◆ Problem statement
Without omitting anything, return the records precisely as given.
*** Opening of Supplied material ***
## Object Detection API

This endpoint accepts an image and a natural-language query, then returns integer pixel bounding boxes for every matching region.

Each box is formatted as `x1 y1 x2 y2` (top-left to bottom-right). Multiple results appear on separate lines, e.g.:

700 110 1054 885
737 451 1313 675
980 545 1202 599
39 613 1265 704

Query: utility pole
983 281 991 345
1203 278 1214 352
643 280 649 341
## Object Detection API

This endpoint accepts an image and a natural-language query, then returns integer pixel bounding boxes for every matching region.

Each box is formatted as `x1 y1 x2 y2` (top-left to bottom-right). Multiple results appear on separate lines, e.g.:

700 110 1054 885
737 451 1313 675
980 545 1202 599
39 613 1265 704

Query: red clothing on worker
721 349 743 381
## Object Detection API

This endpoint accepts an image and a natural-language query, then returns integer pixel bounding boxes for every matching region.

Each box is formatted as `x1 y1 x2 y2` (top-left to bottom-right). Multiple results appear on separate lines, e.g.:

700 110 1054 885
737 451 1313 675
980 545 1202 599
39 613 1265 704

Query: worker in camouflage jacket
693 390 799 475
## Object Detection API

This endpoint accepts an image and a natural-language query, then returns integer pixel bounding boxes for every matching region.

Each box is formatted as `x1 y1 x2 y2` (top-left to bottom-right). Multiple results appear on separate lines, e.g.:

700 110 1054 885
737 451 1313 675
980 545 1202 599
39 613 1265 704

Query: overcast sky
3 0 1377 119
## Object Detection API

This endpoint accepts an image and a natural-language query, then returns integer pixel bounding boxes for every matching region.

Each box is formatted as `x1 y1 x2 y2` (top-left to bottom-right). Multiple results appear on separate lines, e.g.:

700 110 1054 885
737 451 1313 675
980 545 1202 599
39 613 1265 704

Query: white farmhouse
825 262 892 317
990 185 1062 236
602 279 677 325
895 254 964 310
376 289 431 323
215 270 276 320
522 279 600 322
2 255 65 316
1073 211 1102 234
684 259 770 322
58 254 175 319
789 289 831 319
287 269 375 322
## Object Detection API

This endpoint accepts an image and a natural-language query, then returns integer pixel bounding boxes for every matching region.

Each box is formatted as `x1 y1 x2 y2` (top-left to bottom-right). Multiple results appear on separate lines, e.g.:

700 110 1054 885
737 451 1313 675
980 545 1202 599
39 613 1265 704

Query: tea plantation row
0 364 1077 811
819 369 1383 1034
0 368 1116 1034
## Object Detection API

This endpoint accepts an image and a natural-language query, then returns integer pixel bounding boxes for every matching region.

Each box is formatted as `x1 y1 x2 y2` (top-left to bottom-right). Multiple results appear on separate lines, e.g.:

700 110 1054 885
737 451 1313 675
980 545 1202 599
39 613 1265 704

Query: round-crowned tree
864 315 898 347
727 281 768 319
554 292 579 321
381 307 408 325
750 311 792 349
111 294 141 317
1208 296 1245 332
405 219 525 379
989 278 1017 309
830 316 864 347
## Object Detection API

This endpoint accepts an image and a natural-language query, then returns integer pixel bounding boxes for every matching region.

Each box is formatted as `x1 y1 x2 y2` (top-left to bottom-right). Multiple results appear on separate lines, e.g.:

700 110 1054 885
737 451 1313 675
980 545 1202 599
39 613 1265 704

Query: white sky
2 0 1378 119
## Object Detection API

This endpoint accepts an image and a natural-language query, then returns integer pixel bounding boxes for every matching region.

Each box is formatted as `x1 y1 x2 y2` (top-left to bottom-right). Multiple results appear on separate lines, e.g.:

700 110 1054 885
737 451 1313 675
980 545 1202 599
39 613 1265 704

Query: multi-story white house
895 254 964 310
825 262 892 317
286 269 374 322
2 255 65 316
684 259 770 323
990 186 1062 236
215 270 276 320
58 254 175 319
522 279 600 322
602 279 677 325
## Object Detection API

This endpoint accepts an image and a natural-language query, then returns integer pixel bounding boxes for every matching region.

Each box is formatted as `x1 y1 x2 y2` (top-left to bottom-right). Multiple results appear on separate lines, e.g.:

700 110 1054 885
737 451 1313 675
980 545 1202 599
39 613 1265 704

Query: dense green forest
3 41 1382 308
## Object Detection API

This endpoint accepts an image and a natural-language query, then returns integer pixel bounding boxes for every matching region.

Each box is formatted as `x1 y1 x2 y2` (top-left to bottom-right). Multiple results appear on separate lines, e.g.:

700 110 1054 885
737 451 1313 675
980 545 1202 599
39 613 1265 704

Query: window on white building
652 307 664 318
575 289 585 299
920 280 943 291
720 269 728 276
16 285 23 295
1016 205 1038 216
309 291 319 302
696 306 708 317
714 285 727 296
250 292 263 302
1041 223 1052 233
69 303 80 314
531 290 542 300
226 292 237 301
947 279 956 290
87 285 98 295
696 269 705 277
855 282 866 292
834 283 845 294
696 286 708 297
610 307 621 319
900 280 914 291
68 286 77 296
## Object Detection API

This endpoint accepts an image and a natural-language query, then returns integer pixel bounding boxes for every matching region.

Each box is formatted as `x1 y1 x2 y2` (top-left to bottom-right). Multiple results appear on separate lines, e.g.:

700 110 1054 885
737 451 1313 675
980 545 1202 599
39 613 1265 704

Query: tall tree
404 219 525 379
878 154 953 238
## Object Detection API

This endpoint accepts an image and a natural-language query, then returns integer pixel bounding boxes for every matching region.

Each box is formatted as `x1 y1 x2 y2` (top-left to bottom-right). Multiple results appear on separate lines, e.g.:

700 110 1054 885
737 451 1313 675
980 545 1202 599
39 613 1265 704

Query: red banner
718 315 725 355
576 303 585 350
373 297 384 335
*** Close of Supplied material ***
◆ Written solution
## Object Detection API

This endpoint accepts an image and a natural-language query, then returns integer pixel bounding boxes for every matching region.

Each box is formatted as `x1 y1 x2 y2` (top-left to bottom-right). Multiple results appear on separate lines, e.g.:

700 110 1054 885
737 451 1313 675
980 545 1202 599
39 613 1265 704

Query: utility pole
983 281 991 345
1203 278 1214 352
643 280 649 341
## Object Detection API

This endpoint accepts an image and a natural-language query, then returns integer pixel bounding boxes for every matching region.

Each box is formatted as `x1 y1 x2 y2` (top-left to bottom-right). Multiple results appear on separate lines, e.g.:

700 110 1054 885
737 451 1313 675
980 545 1202 599
39 613 1265 704

Query: red clothing on worker
721 349 743 381
## Object Detection API

This endpoint accepts an image and a natural-language query, then returns integer pixel bounding boxes for every matching region.

Each box is formatted as `x1 y1 x2 y2` (top-left to bottom-right). Multiple results appear on separate lines, e.g.:

700 110 1054 885
737 451 1313 675
980 545 1202 599
39 613 1265 704

Query: worker in camouflage jacket
693 390 799 475
## Object Detection API

This endpoint accepts an image and a natural-language query, then returns integer pixel bounding boxes for every matching region.

Each box is formatted as `x1 y1 x2 y2` (top-left to bottom-right). Multiple results appear on separate lines, e.g.:

700 110 1054 885
737 451 1313 675
980 545 1202 599
39 613 1265 704

Query: overcast sky
3 0 1377 119
## Object Detection API

This endpoint accepts an image and a natural-language query, then returns integer pixel bounding boxes for every matching region.

Each box is formatted as `x1 y1 x2 y2` (top-left to bottom-right). Multiple results appear on separate lines, e.g.:

700 110 1054 885
737 451 1313 675
980 545 1202 599
39 613 1265 704

Query: white farmhouse
825 262 892 317
990 185 1062 236
602 279 677 325
895 254 964 310
376 289 431 323
215 270 276 320
522 279 600 322
2 255 65 316
1073 211 1102 234
684 259 770 322
58 254 175 319
789 289 831 319
287 269 375 322
## Object Detection API

This endpoint accepts an image and a natural-language query, then returns integer pixel bounding boxes for every matching region.

Each box is formatted as `x1 y1 x2 y2` (top-left to bottom-right). Multiple results appear on separate lines, e.g.:

700 110 1054 885
737 451 1313 675
980 545 1202 599
39 613 1265 704

Query: tea plantation row
0 364 1077 811
819 369 1383 1034
0 368 1116 1034
## Object Detection API

This endpoint accepts an image and a natural-language query, then returns integer pixel bounding boxes for every matching region.

Each box is formatted as `x1 y1 x2 y2` (top-left to bottom-right). Multiple results appear on separate lines, e.g.:

700 110 1054 885
737 451 1313 675
980 545 1202 599
39 613 1265 704

Query: round-crowned tree
864 315 898 347
727 281 768 319
554 292 579 321
381 307 408 325
750 311 792 349
111 294 141 317
1208 296 1245 332
405 219 525 379
989 278 1017 309
830 316 864 347
## Object Detection API

This endpoint accepts an image and a natural-language query, then returns integer pixel bounding boxes for every matching region.

Each box is formatted as `x1 y1 x2 y2` (top-left to bottom-right). Multiple results appear on separate lines, e.g.:

700 110 1054 885
737 451 1313 675
980 545 1202 599
39 613 1265 704

Query: white sky
2 0 1378 119
## Object Detection API

This endpoint accepts an image and a natural-language query, then returns integer pixel bounding boxes for every matching region.

Each box is formatted as `x1 y1 x2 y2` (top-left to bottom-right). Multiple results appear on separate lines, e.g.:

700 110 1054 885
737 451 1313 675
980 545 1202 599
39 613 1265 704

Query: multi-story white house
895 254 964 310
825 262 892 317
286 269 374 322
2 255 65 316
684 259 770 323
990 186 1062 236
215 270 276 320
58 254 175 319
522 279 600 322
602 279 677 325
## Object Detection API

This endpoint accepts an image and a natural-language query, then returns integer pixel bounding boxes for every matching region.

Each box is formatted as `x1 y1 x2 y2` (top-left to bottom-right). Multiple results appear on separate lines, e.g.:

700 110 1054 885
737 451 1313 675
980 545 1202 599
39 613 1265 704

Query: dense green forest
3 41 1382 308
## Object Detection API

This endpoint accepts an image and a natural-language query, then returns integer pixel bounding boxes for every matching region.

Each box is formatted as `x1 y1 x2 y2` (top-left to bottom-right). Multiple results appear on separate lines, e.g.:

700 110 1054 885
737 451 1313 675
980 545 1202 599
39 613 1265 704

Query: window on white building
652 307 664 318
575 289 585 299
920 280 943 291
720 269 728 276
16 285 23 295
1016 205 1038 216
309 291 319 302
696 306 708 317
714 285 727 296
250 292 263 302
1041 223 1052 233
69 303 80 314
531 290 542 300
226 292 237 301
947 279 956 290
87 285 98 295
696 269 705 277
855 282 866 292
834 283 845 294
696 286 708 297
610 307 621 319
900 280 914 291
68 286 77 296
## Object Detection API

This endpoint accepts an image and a natural-language query, then returns integer pixel bounding boxes for every matching region.

Each box is formatted as `x1 y1 x2 y2` (top-left to bottom-right). Multiple results appear on separate lines, e.g.:

700 110 1054 885
737 451 1313 675
980 545 1202 599
39 613 1265 704

Query: tall tree
404 219 525 379
878 154 953 238
## Object Detection API

This endpoint accepts an image and a natural-language query, then returns integer pixel bounding boxes for every matching region.

Each box is formatted as `x1 y1 x2 y2` (top-left to bottom-right). Multiple results appear on separate lines, e.g.:

700 110 1054 885
737 451 1313 675
980 545 1202 599
39 613 1265 704

Query: red banner
718 315 725 355
576 303 585 350
373 297 384 335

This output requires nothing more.